The following data has a line with "like (957, 349)." and a line with "like (462, 288).". Write out exactly those lines and all the lines between them.

+++ DATA +++

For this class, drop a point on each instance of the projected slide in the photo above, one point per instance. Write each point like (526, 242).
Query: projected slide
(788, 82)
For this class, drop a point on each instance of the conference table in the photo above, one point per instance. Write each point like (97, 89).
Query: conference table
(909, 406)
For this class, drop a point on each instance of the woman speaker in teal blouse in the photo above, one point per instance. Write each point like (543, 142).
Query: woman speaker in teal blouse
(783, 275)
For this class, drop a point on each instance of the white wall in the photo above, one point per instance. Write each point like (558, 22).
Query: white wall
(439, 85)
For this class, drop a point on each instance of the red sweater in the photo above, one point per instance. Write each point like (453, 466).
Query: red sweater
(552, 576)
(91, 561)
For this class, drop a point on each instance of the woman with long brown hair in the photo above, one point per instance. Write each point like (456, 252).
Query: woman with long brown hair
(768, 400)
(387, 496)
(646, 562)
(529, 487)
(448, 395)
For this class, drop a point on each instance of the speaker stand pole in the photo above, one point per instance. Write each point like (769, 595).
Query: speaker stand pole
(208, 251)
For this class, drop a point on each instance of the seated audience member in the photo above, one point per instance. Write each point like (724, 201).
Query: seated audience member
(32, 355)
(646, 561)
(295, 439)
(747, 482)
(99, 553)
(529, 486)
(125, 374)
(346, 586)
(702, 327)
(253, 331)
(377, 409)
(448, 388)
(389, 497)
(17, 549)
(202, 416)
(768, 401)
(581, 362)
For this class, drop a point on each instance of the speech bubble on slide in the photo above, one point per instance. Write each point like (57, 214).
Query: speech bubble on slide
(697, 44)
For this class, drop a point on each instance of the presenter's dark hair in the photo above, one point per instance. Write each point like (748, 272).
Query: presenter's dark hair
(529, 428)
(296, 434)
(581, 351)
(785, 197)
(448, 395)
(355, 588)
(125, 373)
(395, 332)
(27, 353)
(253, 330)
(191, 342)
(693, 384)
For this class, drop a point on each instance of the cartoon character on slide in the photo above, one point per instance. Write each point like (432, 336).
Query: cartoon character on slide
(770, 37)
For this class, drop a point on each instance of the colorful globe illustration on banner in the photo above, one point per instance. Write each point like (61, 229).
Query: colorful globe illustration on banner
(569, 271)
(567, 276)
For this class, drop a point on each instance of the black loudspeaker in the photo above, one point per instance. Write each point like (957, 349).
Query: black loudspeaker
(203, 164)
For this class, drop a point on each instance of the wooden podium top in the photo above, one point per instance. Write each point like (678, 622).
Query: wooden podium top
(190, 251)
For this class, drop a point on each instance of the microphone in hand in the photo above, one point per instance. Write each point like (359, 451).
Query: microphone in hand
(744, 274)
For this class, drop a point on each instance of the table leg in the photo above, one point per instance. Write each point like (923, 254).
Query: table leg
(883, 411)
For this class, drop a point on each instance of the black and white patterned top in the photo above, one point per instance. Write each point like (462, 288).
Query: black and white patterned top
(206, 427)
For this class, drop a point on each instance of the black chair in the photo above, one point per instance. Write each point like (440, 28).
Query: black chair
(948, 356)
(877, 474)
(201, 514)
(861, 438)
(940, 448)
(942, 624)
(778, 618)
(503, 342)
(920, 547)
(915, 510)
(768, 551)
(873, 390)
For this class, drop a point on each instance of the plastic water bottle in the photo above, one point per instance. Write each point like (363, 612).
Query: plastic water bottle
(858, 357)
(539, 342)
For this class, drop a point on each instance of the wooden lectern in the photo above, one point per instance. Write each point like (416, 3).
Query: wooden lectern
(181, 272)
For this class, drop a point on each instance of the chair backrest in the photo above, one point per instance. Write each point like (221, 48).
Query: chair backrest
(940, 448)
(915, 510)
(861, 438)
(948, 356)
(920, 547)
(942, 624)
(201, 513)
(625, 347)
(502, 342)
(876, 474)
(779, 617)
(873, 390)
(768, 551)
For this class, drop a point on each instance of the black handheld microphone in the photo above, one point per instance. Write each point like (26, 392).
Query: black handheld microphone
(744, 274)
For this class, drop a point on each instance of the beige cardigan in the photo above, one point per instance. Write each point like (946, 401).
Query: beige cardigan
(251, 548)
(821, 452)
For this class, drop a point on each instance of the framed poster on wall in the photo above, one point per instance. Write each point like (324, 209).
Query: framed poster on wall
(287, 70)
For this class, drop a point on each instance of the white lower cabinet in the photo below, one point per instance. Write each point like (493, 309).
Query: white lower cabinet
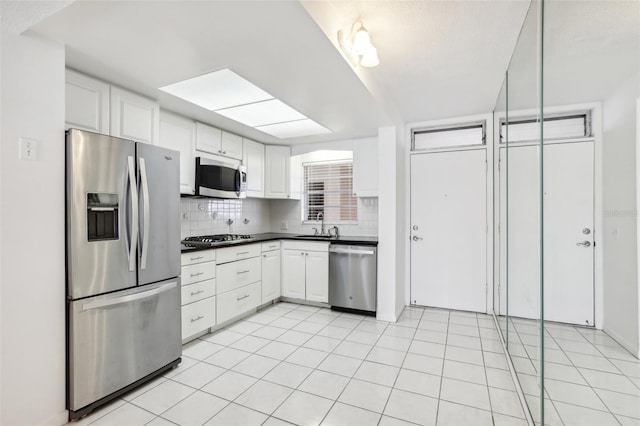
(305, 271)
(270, 275)
(239, 273)
(237, 302)
(293, 273)
(198, 317)
(238, 281)
(198, 289)
(317, 276)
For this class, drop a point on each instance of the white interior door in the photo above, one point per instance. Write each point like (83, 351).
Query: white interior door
(568, 237)
(448, 230)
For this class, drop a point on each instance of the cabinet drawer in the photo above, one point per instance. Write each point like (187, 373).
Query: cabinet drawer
(198, 257)
(198, 272)
(271, 245)
(236, 274)
(237, 302)
(229, 254)
(198, 316)
(305, 245)
(198, 291)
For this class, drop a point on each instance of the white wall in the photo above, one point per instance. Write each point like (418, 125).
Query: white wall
(388, 305)
(619, 235)
(402, 195)
(32, 296)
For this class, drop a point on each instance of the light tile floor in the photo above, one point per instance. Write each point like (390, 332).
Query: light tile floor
(295, 364)
(590, 379)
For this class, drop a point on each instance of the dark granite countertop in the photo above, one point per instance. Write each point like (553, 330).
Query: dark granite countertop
(260, 238)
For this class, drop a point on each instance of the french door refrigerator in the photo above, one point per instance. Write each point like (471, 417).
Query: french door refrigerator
(123, 266)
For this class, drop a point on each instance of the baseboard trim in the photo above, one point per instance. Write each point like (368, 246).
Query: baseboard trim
(57, 419)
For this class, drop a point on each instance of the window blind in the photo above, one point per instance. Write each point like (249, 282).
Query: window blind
(448, 137)
(559, 127)
(328, 189)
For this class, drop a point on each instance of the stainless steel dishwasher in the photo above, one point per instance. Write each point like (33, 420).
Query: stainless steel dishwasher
(353, 279)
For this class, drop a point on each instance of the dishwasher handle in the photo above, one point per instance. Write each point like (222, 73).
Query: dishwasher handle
(351, 251)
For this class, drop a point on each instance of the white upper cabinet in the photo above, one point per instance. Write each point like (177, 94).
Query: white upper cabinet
(134, 117)
(231, 145)
(179, 133)
(277, 177)
(253, 160)
(218, 142)
(208, 139)
(365, 168)
(87, 103)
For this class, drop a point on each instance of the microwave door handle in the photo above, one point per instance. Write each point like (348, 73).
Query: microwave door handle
(238, 181)
(133, 190)
(144, 245)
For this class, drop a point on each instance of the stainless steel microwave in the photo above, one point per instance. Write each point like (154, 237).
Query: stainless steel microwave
(217, 178)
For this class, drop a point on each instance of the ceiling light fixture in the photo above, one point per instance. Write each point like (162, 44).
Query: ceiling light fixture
(358, 47)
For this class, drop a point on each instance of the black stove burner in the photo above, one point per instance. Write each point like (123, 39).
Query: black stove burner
(210, 240)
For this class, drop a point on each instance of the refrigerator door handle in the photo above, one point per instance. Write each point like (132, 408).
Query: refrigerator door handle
(128, 298)
(144, 245)
(133, 189)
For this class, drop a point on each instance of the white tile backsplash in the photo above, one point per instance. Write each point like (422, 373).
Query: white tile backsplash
(207, 216)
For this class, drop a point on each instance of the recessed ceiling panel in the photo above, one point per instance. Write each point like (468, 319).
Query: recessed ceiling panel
(262, 113)
(294, 129)
(217, 90)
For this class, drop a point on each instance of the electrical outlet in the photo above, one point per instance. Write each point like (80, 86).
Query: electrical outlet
(28, 149)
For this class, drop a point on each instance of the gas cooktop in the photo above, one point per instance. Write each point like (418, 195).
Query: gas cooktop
(213, 240)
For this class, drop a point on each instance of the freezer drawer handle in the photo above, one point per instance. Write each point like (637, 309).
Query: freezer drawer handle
(145, 214)
(128, 298)
(347, 251)
(133, 190)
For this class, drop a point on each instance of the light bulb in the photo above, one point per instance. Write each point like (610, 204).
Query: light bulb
(370, 58)
(361, 42)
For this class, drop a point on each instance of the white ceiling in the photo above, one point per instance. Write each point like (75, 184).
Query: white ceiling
(437, 58)
(144, 45)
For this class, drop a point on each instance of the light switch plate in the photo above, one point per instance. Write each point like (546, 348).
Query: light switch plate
(28, 149)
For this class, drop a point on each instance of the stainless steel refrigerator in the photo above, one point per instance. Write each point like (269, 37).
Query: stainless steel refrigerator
(123, 266)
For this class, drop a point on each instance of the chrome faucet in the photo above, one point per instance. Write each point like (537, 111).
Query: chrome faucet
(320, 217)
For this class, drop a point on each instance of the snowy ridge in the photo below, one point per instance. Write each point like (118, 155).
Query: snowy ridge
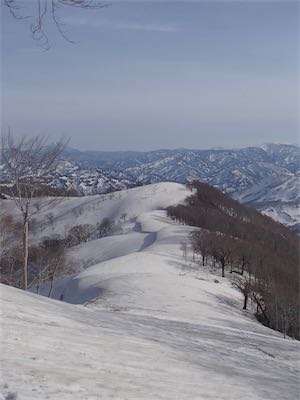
(265, 177)
(143, 323)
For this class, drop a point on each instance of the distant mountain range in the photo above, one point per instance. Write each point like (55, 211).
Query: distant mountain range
(265, 177)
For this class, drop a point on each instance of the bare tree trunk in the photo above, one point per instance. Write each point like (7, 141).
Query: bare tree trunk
(245, 301)
(53, 277)
(25, 252)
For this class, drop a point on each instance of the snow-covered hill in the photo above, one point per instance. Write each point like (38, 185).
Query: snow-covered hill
(265, 177)
(139, 320)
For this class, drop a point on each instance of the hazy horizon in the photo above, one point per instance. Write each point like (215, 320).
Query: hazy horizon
(157, 75)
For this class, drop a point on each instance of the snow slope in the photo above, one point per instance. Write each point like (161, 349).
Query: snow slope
(142, 323)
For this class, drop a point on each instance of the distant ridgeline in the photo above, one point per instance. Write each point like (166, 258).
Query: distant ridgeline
(261, 254)
(265, 177)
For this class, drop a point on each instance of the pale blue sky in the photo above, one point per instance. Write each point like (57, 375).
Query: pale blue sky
(148, 75)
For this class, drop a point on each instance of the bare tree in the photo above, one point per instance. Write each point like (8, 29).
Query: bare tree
(27, 162)
(39, 11)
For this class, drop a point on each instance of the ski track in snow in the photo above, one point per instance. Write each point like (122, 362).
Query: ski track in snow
(144, 323)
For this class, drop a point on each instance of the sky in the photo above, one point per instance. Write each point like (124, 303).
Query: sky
(150, 75)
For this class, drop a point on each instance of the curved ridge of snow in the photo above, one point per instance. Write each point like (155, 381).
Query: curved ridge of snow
(144, 323)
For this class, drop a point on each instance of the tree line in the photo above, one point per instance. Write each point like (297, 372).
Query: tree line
(261, 255)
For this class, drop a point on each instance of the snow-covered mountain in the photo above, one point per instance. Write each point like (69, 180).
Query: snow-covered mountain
(265, 177)
(139, 319)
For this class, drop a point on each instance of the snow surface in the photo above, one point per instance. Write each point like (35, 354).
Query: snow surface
(142, 322)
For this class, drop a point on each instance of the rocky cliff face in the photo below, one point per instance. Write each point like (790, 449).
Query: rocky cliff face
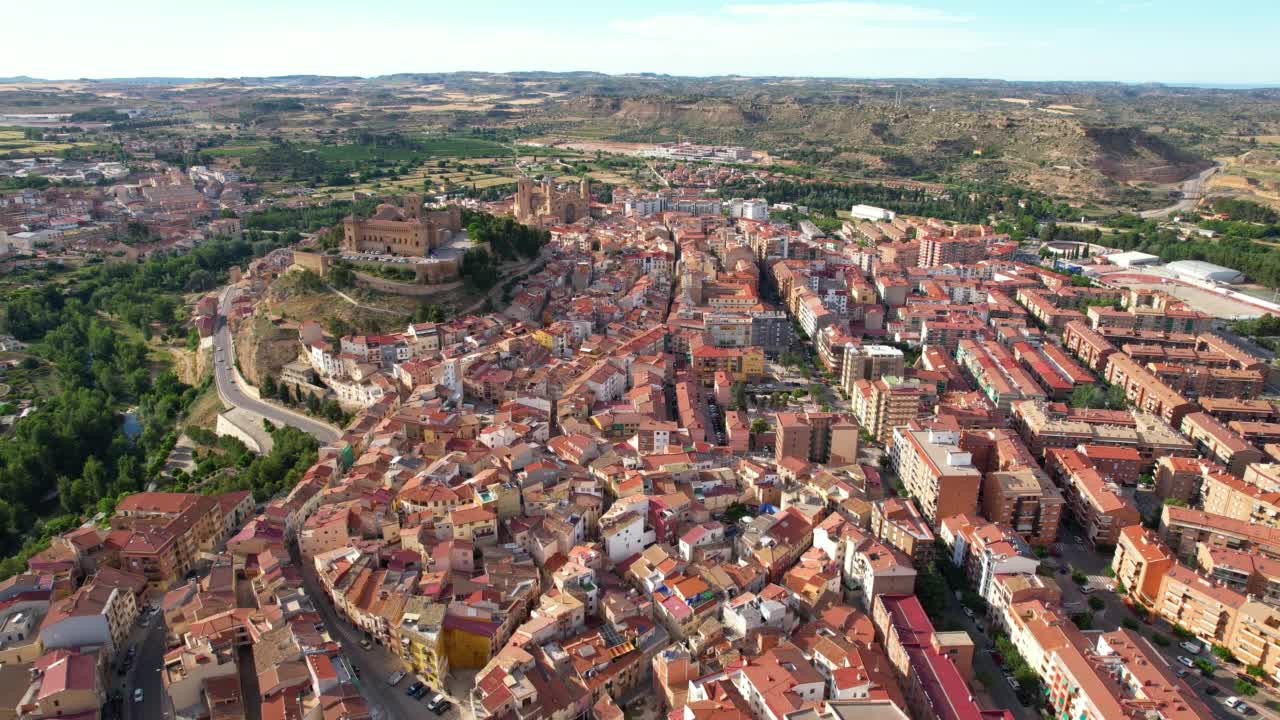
(263, 349)
(1072, 153)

+++

● **ANSWER FOR THE TASK**:
For this class, drop a point on each instance of the black loudspeaker in the photo above, one point per instance. Write each point like (957, 349).
Query: black loudspeaker
(203, 164)
For this class, drop a point on each instance of the wooden podium top in the photo above, one point per instance. Write each point like (678, 622).
Query: wooden podium top
(190, 251)
For this class, drop a point on each instance of the microphone in hand in the photo above, one point per instance. Write each point like (359, 451).
Query: microphone in hand
(744, 274)
For this class, drop a point on each instance of the table leg in the photo above, one point per instance. Write each point like (923, 254).
Query: table leg
(883, 411)
For this class, drop a point on each instance of the black and white patterned top in the photo above, one point per instance. Write each point like (462, 288).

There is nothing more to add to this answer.